# ACTIVITY
Repetition must be exact and must stop with the line bearing "like x=85, y=122.". It begins at the first line of the records and includes no pictures.

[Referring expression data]
====
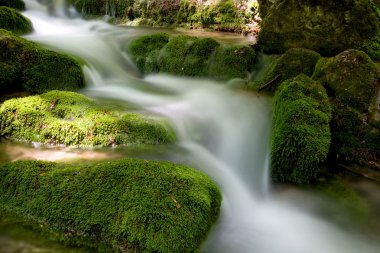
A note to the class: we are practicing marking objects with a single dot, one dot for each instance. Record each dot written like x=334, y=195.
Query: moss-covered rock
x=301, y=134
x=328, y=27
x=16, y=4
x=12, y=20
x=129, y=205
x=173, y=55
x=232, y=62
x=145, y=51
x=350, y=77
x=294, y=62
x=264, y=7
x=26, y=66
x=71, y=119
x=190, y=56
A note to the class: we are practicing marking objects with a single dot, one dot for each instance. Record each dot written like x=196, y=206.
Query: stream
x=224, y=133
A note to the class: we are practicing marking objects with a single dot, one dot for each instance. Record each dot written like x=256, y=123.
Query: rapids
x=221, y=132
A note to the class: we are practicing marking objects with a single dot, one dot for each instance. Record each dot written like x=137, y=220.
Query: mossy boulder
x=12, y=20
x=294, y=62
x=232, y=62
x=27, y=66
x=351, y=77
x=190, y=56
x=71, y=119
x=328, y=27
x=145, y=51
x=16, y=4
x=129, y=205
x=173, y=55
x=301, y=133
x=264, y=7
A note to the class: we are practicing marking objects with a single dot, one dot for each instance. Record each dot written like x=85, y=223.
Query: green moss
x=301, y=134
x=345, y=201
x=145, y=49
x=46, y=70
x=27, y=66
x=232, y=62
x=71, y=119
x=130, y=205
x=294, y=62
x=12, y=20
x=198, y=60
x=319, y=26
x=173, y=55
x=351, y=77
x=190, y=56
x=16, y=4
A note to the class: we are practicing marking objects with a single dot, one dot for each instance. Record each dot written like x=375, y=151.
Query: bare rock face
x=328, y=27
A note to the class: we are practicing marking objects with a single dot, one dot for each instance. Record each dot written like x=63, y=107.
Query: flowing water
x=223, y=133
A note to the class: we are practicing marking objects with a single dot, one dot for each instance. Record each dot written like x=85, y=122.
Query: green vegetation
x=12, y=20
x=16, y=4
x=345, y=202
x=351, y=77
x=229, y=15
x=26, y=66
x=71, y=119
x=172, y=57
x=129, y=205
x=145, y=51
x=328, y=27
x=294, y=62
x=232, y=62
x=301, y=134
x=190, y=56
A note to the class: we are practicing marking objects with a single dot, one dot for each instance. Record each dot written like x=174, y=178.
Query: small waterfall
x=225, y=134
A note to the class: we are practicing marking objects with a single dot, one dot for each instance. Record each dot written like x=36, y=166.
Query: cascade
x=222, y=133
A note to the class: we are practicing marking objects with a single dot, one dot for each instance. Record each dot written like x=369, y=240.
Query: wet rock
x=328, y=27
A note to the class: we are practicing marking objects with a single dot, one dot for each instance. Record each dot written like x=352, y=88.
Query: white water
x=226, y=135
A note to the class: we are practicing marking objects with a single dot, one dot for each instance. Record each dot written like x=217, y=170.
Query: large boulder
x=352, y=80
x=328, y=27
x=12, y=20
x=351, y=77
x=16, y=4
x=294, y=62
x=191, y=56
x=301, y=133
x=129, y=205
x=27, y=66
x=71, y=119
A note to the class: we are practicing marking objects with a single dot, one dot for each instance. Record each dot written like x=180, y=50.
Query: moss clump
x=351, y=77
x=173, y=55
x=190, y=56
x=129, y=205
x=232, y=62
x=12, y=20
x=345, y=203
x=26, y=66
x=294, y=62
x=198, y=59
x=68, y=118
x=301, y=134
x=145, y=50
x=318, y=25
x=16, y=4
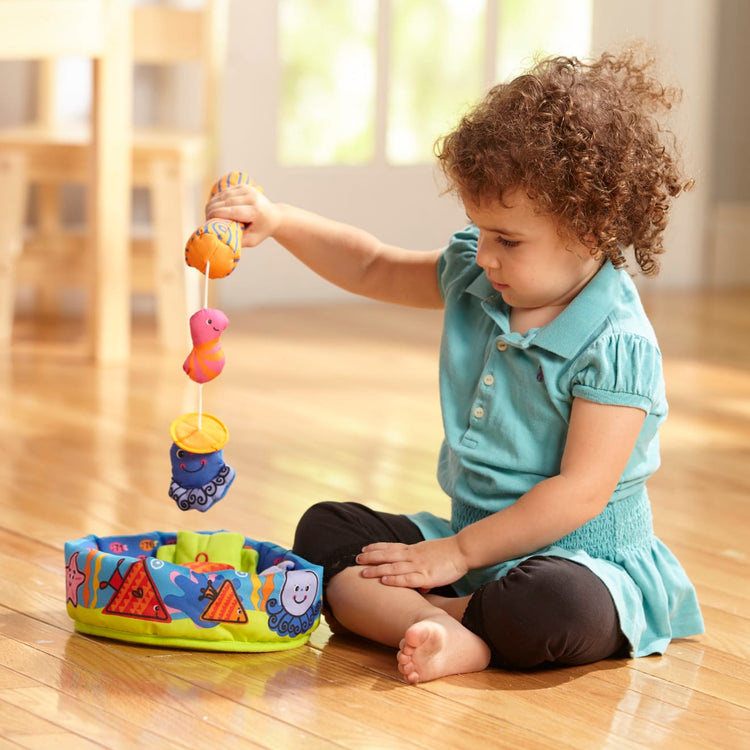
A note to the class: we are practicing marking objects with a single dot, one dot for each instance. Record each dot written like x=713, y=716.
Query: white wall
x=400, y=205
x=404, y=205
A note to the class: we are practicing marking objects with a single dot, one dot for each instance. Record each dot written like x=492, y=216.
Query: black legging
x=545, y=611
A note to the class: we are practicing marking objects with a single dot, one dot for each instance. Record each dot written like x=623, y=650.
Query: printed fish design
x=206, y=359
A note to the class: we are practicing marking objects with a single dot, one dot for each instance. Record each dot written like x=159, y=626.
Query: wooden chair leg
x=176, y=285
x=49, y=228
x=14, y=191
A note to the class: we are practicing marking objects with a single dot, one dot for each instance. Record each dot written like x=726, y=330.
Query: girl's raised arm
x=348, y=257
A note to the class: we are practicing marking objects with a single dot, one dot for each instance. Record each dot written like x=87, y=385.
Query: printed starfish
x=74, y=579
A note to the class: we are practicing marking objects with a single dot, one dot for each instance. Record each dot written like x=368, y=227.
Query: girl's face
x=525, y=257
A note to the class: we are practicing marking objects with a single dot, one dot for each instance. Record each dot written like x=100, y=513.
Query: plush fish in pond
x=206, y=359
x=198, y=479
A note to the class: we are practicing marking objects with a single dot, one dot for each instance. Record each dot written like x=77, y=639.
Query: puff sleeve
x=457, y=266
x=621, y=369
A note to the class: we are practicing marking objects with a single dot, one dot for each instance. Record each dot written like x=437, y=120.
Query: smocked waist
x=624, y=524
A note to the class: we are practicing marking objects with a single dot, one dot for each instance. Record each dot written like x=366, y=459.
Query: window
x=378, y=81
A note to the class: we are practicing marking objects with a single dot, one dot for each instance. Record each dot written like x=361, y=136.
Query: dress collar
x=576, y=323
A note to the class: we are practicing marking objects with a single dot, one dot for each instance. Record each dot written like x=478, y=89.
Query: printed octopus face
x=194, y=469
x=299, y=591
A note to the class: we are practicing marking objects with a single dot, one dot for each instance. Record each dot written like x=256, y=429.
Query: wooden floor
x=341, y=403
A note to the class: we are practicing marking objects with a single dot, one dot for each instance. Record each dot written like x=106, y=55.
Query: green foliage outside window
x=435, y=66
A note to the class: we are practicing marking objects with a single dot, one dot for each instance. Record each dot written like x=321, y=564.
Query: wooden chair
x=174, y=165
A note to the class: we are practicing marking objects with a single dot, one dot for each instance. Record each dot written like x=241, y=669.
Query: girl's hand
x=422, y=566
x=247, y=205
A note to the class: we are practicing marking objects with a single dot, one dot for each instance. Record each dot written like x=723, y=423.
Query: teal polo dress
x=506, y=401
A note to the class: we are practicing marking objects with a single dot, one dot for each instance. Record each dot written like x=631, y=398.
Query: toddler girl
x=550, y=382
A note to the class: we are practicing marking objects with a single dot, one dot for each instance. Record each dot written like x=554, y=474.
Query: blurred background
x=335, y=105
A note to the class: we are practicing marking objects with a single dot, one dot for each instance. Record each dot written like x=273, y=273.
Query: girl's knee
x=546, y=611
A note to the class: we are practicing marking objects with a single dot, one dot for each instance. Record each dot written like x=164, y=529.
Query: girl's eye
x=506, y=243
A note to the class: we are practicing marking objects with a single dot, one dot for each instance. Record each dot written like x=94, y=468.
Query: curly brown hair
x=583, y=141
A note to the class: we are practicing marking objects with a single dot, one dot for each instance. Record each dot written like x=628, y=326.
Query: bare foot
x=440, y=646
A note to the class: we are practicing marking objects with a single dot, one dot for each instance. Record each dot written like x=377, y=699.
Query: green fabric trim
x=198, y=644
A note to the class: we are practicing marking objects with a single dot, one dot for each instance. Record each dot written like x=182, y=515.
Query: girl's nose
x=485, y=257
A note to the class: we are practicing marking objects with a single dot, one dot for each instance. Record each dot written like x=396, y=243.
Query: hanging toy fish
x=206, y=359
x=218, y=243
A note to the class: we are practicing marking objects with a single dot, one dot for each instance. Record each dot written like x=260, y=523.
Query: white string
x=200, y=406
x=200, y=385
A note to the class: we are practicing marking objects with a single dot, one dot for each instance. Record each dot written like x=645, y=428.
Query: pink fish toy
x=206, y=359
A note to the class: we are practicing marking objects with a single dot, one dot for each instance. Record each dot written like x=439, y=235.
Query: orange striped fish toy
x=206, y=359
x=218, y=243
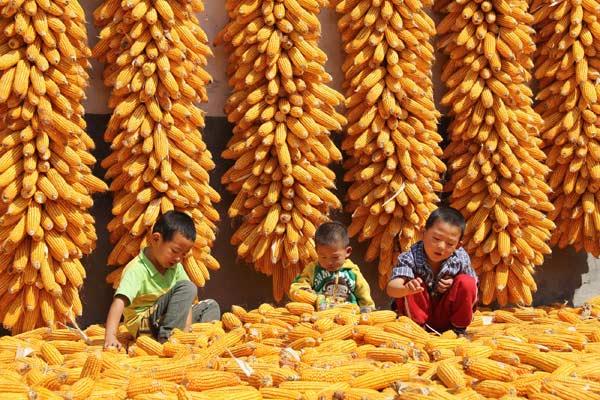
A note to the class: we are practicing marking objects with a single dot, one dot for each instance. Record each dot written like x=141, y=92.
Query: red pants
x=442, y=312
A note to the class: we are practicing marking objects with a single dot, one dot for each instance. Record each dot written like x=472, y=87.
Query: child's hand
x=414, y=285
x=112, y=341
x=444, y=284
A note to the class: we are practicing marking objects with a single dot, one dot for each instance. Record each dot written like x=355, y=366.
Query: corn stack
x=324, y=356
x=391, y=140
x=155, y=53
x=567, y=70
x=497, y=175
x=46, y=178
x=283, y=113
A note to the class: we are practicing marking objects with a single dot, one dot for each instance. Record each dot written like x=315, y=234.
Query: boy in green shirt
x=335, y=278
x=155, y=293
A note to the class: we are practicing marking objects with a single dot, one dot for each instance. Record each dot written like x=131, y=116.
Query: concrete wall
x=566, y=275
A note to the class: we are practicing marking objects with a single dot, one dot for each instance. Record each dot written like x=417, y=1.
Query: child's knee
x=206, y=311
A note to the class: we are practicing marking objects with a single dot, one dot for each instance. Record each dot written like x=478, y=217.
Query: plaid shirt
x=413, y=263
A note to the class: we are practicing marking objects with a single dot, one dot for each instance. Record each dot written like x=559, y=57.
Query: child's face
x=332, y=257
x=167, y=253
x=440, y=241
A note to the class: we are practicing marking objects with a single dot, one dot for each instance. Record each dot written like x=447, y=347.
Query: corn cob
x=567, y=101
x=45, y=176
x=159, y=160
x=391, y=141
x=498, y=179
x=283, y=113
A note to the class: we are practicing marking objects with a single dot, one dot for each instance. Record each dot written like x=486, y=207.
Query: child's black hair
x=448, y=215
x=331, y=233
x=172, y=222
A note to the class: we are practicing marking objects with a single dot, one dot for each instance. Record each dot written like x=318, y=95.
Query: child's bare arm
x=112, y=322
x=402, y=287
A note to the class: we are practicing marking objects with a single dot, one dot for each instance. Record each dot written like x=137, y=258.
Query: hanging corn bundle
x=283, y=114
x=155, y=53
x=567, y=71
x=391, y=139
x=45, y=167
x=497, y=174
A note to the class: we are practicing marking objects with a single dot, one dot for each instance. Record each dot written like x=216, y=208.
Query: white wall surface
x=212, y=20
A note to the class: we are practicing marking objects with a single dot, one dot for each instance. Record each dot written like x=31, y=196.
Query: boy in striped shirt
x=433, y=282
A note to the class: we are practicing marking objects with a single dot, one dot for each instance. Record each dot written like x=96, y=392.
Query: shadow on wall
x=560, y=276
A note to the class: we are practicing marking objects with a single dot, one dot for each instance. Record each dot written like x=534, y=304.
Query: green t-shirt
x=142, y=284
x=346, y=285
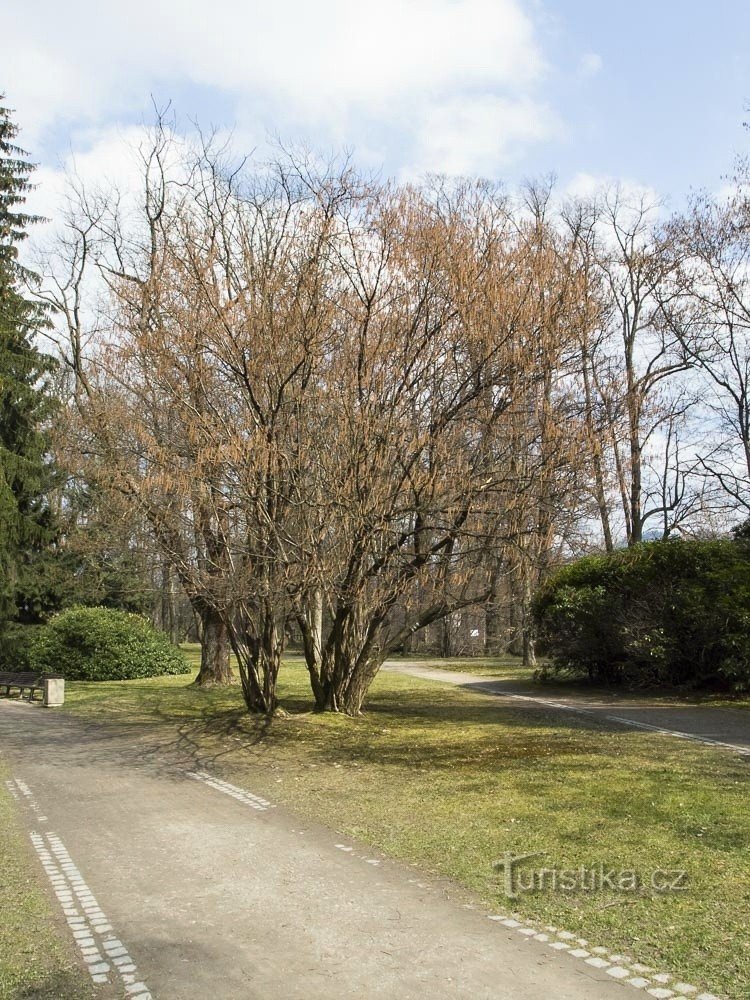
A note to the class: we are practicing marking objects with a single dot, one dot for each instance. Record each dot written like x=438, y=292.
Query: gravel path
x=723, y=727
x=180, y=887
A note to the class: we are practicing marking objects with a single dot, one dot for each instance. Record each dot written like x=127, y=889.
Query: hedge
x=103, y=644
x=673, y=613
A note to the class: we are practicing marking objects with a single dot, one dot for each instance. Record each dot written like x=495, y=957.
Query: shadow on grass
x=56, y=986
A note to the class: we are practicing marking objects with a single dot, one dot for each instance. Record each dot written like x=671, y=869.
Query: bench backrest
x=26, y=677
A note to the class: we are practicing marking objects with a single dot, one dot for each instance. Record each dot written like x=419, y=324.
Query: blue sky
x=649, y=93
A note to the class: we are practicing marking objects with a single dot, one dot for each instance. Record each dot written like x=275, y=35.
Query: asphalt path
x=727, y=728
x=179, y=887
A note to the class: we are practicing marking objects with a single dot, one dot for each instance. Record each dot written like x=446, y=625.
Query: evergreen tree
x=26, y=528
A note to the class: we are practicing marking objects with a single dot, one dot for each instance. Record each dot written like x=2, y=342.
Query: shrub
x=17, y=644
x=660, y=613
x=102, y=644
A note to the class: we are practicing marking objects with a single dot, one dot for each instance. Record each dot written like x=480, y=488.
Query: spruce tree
====
# RESULT OF THIS EXERCISE
A note to the class: we are practicing marking objects with a single dot, one dot for each instance. Record each dot written like x=334, y=195.
Query: moss-covered rock
x=301, y=134
x=328, y=27
x=16, y=4
x=12, y=20
x=129, y=205
x=173, y=55
x=232, y=62
x=145, y=51
x=350, y=77
x=294, y=62
x=264, y=7
x=26, y=66
x=71, y=119
x=190, y=56
A note to the class: we are practicing marking objects with a single dot, one dot for each instance. Record each dot written like x=196, y=206.
Query: stream
x=224, y=133
A note to the class: we are practicing marking objects with a single dot, one dot for each instance. Record each dot written like x=256, y=123.
Query: rapids
x=221, y=132
A note to the class: we are practicing marking objects with a single dot, one dot for each instance. Record each dot written like x=137, y=220.
Query: mossy boulder
x=12, y=20
x=294, y=62
x=232, y=62
x=27, y=66
x=351, y=77
x=190, y=56
x=71, y=119
x=328, y=27
x=145, y=51
x=16, y=4
x=129, y=205
x=173, y=55
x=301, y=133
x=264, y=7
A note to the class: we are practicing marking objects with a single dot, one dot for each instance. Record each dot written like x=85, y=223.
Query: green moss
x=301, y=134
x=345, y=201
x=145, y=49
x=46, y=70
x=27, y=66
x=232, y=62
x=71, y=119
x=130, y=205
x=294, y=62
x=12, y=20
x=198, y=60
x=319, y=26
x=173, y=55
x=351, y=77
x=190, y=56
x=16, y=4
A note to the class: we are practicing marking objects with a single dot, one dot for each instance. Record each dot written like x=375, y=151.
Query: bare rock face
x=328, y=27
A note to the class: we are practicing marking objects with a single dot, one dot for each instance. Record each dot written like x=63, y=107.
Query: flowing water
x=223, y=133
A note to the class: we are practicing marking objects with a single dot, one dot for each instance. Record each dot written like x=85, y=122.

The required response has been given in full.